» Working data:
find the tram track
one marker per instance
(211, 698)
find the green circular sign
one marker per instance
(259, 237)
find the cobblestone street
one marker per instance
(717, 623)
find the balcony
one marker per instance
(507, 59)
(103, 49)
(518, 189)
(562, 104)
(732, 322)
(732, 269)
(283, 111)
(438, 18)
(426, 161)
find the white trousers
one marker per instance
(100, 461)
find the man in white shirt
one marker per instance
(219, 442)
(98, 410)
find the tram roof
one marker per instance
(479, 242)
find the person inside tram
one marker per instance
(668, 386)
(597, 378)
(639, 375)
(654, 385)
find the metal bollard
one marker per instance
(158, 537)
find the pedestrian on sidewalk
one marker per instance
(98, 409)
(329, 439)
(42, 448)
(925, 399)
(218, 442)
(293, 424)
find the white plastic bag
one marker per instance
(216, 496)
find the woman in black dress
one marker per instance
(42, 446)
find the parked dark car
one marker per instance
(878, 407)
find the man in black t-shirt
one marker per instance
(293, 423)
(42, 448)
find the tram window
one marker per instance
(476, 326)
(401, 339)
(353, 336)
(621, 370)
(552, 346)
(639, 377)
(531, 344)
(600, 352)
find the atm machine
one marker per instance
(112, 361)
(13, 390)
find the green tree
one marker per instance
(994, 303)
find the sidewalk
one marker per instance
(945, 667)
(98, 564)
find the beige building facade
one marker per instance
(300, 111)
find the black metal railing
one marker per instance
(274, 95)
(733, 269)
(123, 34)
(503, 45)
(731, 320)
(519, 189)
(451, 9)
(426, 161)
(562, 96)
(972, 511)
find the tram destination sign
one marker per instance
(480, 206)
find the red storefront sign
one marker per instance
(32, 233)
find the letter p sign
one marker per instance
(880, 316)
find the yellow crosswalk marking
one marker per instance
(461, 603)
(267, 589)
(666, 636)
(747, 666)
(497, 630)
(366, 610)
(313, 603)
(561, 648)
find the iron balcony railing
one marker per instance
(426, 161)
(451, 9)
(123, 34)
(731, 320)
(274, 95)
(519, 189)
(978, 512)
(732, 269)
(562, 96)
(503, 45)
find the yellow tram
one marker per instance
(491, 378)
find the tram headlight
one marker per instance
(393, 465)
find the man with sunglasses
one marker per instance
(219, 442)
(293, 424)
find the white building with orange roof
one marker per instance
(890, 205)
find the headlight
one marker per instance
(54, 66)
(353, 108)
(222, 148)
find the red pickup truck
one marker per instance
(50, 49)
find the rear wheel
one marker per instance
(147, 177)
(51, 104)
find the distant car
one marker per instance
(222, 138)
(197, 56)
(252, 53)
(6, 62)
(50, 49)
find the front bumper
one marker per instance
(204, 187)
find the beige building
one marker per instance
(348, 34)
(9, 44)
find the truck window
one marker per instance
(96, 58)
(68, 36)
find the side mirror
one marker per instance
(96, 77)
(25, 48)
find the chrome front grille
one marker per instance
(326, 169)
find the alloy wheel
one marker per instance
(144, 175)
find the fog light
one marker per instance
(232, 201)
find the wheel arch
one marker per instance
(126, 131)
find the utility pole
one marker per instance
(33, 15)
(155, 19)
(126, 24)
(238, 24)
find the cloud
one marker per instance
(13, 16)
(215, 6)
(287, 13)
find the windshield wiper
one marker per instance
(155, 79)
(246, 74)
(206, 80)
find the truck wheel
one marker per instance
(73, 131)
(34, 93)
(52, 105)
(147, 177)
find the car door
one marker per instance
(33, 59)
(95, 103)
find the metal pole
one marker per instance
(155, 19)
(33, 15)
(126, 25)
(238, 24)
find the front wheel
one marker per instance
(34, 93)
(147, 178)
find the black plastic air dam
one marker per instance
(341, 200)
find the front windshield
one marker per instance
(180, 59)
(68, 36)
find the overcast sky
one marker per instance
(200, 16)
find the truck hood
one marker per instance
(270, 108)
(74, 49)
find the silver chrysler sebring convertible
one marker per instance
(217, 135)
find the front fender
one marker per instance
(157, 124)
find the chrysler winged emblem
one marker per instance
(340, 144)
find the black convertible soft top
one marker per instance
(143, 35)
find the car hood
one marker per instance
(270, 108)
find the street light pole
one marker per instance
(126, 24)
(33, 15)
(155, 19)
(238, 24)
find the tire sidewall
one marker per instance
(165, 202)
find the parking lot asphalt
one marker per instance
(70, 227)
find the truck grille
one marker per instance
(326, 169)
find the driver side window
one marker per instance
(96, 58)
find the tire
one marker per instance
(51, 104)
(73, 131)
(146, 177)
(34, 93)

» Do this: Copy the entire listing above word for word, leaving every line unchanged.

» Response for this exercise:
find the tram track
one marker per instance
(211, 698)
find the green circular sign
one marker per instance
(259, 237)
find the cobblestone street
one marker per instance
(717, 623)
find the balcony
one marker per instance
(507, 59)
(103, 49)
(518, 189)
(562, 104)
(732, 322)
(732, 269)
(283, 111)
(438, 18)
(426, 161)
find the white trousers
one marker per instance
(100, 461)
find the man in white shirt
one marker per instance
(219, 442)
(98, 410)
find the tram roof
one marker per instance
(479, 242)
find the person inside tram
one marker per instance
(668, 386)
(597, 378)
(639, 375)
(654, 385)
find the metal bollard
one marker per instance
(158, 537)
find the pedestrian on sidewalk
one marker per instance
(98, 409)
(329, 439)
(42, 448)
(925, 399)
(218, 442)
(293, 424)
find the white plastic bag
one marker per instance
(216, 496)
find the woman in black dress
one marker per instance
(42, 446)
find the parked dark car
one marker per instance
(878, 407)
find the man in black t-shirt
one marker per instance
(293, 423)
(42, 448)
find the tram window
one marker per instance
(476, 326)
(401, 339)
(353, 336)
(621, 370)
(552, 346)
(639, 377)
(531, 344)
(600, 352)
find the atm machine
one marker per instance
(112, 361)
(13, 390)
find the green tree
one marker per instance
(994, 303)
find the sidewalk
one marker per instance
(945, 667)
(98, 564)
find the beige building facade
one marker per instance
(300, 111)
find the black metal railing
one marker per instance
(274, 95)
(733, 269)
(123, 34)
(503, 45)
(731, 320)
(519, 189)
(451, 9)
(426, 161)
(562, 96)
(972, 511)
find the tram destination sign
one marker per instance
(480, 206)
find the red storefront sign
one marker per instance
(32, 233)
find the letter p sign
one marker per instance
(880, 316)
find the yellow crosswalk marking
one marker per instance
(461, 603)
(267, 589)
(666, 636)
(747, 666)
(497, 630)
(366, 610)
(313, 603)
(561, 648)
find the iron balcony railing
one marker per instance
(426, 161)
(451, 9)
(123, 34)
(731, 320)
(274, 95)
(519, 189)
(978, 512)
(732, 269)
(562, 96)
(503, 45)
find the yellow tram
one marker per instance
(491, 378)
find the tram headlight
one marker per instance
(393, 465)
find the man with sunglasses
one marker per instance
(219, 442)
(293, 424)
find the white building with orange roof
one marker per instance
(890, 205)
find the headlight
one marker per instance
(54, 66)
(353, 108)
(222, 148)
find the red pickup truck
one marker per instance
(50, 49)
find the rear wheel
one marker per instance
(147, 177)
(51, 104)
find the distant car
one marker per instance
(222, 138)
(197, 56)
(252, 53)
(6, 62)
(50, 49)
find the front bumper
one marker per instance
(204, 187)
find the beige building
one marker per instance
(348, 34)
(9, 44)
find the truck window
one marker per instance
(96, 58)
(68, 36)
find the side mirror
one marker per instance
(96, 77)
(25, 48)
find the chrome front grille
one marker per instance
(326, 169)
find the alloy wheel
one marker per instance
(144, 175)
find the fog light
one marker per instance
(232, 201)
find the wheel arch
one marker per instance
(126, 131)
find the utility pole
one marker per instance
(33, 15)
(155, 19)
(126, 24)
(238, 24)
find the cloud
one marker per instance
(13, 16)
(215, 6)
(287, 13)
find the windshield wiper
one marker per instance
(155, 79)
(246, 74)
(206, 80)
find the truck wheel
one marker per instance
(73, 131)
(34, 93)
(52, 105)
(147, 177)
find the car door
one marker per instance
(33, 59)
(95, 103)
find the metal pole
one marker per instance
(155, 19)
(33, 15)
(126, 25)
(238, 24)
find the front wheel
one marker per instance
(34, 93)
(147, 178)
find the black plastic air dam
one marker per instance
(341, 200)
find the front windshield
one marker per instance
(180, 59)
(68, 36)
find the overcast sky
one marker per instance
(200, 16)
find the truck hood
one marker per instance
(270, 108)
(74, 49)
find the silver chrysler sebring convertible
one marker per instance
(217, 135)
find the front fender
one marker per instance
(157, 124)
find the chrysler winged emblem
one marker per instance
(340, 144)
find the black convertible soft top
one marker per instance
(143, 35)
find the car hood
one marker per instance
(270, 108)
find the street light pole
one marker per instance
(126, 24)
(33, 15)
(155, 19)
(238, 24)
find the tire sidewall
one marker per instance
(165, 202)
find the parking lot asphalt
one marker per instance
(70, 227)
find the truck grille
one marker per instance
(326, 169)
find the driver side window
one marker per instance
(96, 58)
find the tire
one marker per instance
(51, 104)
(73, 131)
(146, 177)
(34, 93)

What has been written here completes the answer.